EXERCISE DESCRIPTION
Extract every line starting at the line that contains "220L357 222L359 227L367" and ending with the final line of the data, inclusive; give only those lines, word for word.
########################################
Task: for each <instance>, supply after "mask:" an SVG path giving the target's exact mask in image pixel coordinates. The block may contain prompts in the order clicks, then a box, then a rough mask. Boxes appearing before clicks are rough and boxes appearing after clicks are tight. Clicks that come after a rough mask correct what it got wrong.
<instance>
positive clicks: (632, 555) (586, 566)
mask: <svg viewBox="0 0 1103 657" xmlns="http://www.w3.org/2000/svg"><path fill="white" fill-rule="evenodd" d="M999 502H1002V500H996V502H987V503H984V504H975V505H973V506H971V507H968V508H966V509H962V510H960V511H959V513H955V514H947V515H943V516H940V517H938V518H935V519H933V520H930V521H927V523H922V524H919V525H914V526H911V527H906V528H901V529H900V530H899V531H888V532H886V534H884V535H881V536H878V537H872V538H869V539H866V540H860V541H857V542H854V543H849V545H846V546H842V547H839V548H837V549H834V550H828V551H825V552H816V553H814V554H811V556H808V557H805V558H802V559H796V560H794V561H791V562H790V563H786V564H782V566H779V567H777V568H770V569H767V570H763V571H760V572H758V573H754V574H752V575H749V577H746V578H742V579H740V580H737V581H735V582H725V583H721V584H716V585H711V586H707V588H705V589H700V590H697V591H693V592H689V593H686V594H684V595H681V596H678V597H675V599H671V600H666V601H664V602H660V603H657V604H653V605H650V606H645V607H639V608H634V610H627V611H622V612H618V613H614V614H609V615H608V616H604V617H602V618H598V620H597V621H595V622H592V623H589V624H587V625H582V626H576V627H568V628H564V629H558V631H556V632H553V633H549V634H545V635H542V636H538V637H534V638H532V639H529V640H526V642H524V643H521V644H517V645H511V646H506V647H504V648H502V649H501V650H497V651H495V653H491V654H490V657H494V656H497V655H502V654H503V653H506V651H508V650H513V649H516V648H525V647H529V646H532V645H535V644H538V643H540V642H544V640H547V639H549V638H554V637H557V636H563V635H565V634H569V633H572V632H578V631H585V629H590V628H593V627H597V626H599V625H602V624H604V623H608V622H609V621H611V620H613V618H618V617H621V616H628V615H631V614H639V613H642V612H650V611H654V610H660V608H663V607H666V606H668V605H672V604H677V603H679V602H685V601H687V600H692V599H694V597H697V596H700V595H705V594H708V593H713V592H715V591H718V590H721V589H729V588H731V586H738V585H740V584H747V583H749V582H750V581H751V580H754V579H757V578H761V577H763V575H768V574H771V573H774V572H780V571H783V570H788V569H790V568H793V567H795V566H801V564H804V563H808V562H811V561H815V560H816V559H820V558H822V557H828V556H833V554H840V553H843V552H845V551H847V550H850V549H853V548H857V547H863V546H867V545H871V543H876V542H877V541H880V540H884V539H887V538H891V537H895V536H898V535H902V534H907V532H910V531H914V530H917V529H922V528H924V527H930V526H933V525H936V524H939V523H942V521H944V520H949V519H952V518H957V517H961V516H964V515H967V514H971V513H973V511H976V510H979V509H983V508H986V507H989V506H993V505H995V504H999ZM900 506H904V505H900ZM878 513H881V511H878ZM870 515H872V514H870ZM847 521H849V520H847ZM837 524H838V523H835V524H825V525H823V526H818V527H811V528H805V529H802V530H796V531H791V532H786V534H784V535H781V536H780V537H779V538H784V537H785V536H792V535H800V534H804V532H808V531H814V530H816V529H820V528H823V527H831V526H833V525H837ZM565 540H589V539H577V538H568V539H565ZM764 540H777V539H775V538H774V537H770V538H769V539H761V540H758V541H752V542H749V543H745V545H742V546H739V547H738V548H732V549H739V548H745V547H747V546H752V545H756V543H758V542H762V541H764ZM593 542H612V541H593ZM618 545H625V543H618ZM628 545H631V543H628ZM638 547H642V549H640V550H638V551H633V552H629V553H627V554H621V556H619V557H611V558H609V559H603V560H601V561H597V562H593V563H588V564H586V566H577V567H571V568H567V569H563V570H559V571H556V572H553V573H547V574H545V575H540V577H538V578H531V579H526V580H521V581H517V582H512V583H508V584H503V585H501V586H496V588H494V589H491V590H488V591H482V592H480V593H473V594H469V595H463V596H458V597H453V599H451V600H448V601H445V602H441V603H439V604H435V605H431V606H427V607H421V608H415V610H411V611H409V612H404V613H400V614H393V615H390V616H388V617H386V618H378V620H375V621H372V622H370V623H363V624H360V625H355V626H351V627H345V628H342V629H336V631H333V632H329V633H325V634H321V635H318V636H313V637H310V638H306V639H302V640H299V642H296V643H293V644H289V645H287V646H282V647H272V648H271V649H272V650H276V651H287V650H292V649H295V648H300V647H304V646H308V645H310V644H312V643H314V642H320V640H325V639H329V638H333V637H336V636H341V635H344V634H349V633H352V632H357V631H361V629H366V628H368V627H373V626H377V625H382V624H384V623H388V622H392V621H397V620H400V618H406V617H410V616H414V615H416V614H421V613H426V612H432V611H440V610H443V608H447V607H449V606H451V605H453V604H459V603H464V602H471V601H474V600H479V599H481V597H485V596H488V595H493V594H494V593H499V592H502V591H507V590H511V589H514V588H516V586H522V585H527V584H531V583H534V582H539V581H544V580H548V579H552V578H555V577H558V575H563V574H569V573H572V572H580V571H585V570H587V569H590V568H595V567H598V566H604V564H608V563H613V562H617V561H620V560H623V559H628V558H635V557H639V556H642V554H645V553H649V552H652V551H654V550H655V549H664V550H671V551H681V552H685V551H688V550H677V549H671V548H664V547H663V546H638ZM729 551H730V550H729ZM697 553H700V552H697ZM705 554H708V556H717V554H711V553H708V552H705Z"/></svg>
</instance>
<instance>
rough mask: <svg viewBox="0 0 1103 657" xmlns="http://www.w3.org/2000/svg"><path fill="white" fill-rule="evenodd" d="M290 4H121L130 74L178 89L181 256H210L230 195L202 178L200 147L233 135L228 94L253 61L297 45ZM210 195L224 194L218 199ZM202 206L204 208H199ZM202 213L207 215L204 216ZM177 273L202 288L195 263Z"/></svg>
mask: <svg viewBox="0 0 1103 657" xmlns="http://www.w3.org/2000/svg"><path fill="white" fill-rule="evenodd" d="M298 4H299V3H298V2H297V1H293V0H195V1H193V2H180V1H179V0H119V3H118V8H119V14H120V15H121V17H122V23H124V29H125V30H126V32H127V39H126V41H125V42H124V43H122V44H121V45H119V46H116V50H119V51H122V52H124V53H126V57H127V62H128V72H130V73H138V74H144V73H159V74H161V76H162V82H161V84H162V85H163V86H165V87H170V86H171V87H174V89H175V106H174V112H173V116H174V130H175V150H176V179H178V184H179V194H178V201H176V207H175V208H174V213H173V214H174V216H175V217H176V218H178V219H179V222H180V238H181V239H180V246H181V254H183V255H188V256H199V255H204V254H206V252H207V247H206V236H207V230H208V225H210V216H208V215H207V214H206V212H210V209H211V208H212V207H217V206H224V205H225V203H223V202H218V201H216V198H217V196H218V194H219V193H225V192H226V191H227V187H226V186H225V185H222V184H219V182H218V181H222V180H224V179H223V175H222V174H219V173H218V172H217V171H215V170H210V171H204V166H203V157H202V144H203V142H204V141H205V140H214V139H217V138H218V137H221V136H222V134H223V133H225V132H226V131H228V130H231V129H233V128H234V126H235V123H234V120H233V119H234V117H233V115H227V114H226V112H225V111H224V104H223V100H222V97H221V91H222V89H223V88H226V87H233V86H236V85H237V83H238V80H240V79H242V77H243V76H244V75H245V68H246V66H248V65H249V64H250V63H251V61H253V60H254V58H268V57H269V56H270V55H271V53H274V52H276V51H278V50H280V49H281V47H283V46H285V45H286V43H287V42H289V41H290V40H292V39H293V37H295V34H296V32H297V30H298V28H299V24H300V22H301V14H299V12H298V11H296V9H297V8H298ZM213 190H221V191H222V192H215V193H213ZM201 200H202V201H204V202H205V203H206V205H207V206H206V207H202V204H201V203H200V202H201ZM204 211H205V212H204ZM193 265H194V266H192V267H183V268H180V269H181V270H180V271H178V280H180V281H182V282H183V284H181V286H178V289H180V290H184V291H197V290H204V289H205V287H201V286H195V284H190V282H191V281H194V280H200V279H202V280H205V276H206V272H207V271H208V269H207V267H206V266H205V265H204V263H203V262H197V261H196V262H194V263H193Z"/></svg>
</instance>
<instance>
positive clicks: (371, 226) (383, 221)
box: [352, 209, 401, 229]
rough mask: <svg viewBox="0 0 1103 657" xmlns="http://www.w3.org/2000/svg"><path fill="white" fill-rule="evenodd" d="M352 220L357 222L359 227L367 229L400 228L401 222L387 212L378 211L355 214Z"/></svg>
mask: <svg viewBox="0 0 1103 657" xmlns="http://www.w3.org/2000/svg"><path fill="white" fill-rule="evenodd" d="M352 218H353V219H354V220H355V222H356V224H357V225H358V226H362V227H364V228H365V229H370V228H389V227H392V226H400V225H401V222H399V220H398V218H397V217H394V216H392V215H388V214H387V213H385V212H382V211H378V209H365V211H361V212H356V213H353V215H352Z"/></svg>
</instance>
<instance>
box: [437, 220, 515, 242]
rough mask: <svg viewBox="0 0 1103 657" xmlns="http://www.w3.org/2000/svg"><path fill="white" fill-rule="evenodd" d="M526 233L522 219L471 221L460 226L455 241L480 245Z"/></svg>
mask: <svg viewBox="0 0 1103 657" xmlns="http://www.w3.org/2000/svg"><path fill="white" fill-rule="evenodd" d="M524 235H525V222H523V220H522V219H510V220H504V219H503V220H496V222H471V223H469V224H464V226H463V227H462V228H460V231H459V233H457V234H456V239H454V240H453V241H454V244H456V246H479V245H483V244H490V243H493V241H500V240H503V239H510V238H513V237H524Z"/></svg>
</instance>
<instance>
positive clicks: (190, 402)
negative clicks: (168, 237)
########################################
ANSWER TO THIS EXERCISE
rough mask: <svg viewBox="0 0 1103 657" xmlns="http://www.w3.org/2000/svg"><path fill="white" fill-rule="evenodd" d="M352 220L357 222L359 227L367 229L400 228L401 222L387 212L378 211L355 214Z"/></svg>
mask: <svg viewBox="0 0 1103 657" xmlns="http://www.w3.org/2000/svg"><path fill="white" fill-rule="evenodd" d="M352 218H353V219H354V220H355V222H356V224H357V225H358V226H362V227H364V228H365V229H370V228H389V227H392V226H400V225H401V222H399V220H398V218H397V217H394V216H392V215H388V214H387V213H385V212H382V211H378V209H365V211H361V212H356V213H353V215H352Z"/></svg>
</instance>
<instance>
box: [437, 220, 515, 242]
rough mask: <svg viewBox="0 0 1103 657" xmlns="http://www.w3.org/2000/svg"><path fill="white" fill-rule="evenodd" d="M526 233L522 219L471 221L460 226L455 241L480 245Z"/></svg>
mask: <svg viewBox="0 0 1103 657" xmlns="http://www.w3.org/2000/svg"><path fill="white" fill-rule="evenodd" d="M524 235H525V222H523V220H522V219H510V220H504V219H503V220H496V222H471V223H469V224H464V226H463V227H462V228H460V231H459V233H457V234H456V239H454V240H453V241H454V244H456V246H479V245H483V244H490V243H493V241H500V240H503V239H510V238H513V237H524Z"/></svg>
</instance>
<instance>
positive clicks: (190, 402)
negative clicks: (168, 237)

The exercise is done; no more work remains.